* Job:
Switch "snow-covered mountain" to "snowy peak" in the lines below and give them again with nothing else changed. Leave the pictures out.

* Records shown:
'''

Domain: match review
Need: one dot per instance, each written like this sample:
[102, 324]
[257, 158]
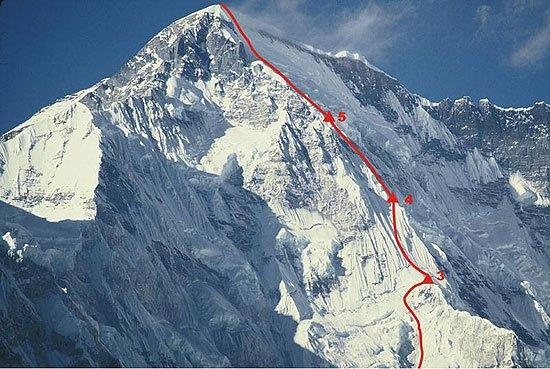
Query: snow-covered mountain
[193, 210]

'''

* Result for this exercise:
Domain: match review
Need: one dot per instance, each written like this sample:
[102, 324]
[257, 158]
Query: snowy peak
[193, 210]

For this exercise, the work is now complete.